**** Stored records ****
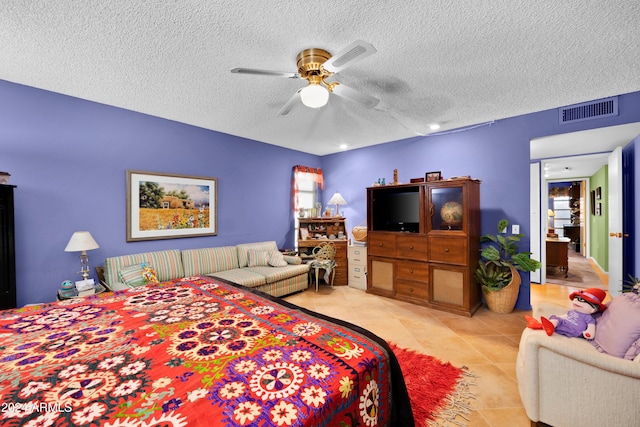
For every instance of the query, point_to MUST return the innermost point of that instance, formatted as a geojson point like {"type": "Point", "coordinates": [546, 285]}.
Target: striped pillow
{"type": "Point", "coordinates": [276, 259]}
{"type": "Point", "coordinates": [258, 258]}
{"type": "Point", "coordinates": [133, 275]}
****
__What you have to do__:
Put every line of the records above into a JSON list of strings, one string per line, skipping blank lines. Leave the pictures out.

__Final result__:
[
  "For every instance of the query, point_to MUST return the innermost point of that instance, formatted as a geojson point like {\"type\": \"Point\", \"coordinates\": [546, 285]}.",
  "Target: striped pillow",
  "{\"type\": \"Point\", \"coordinates\": [276, 259]}",
  "{\"type\": \"Point\", \"coordinates\": [258, 258]}",
  "{\"type\": \"Point\", \"coordinates\": [133, 275]}"
]